▼

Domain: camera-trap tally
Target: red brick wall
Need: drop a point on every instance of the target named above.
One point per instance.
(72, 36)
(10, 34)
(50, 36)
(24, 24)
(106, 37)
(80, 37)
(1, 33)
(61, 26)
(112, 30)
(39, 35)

▲

Reproduce the whole listing above line for line, changing nothing.

The solution >>
Domain: camera-trap tally
Target: red brick wall
Need: drop a point on every instance of the target named above.
One point per instance.
(72, 36)
(10, 34)
(50, 36)
(24, 24)
(106, 37)
(80, 37)
(1, 33)
(61, 26)
(112, 30)
(39, 35)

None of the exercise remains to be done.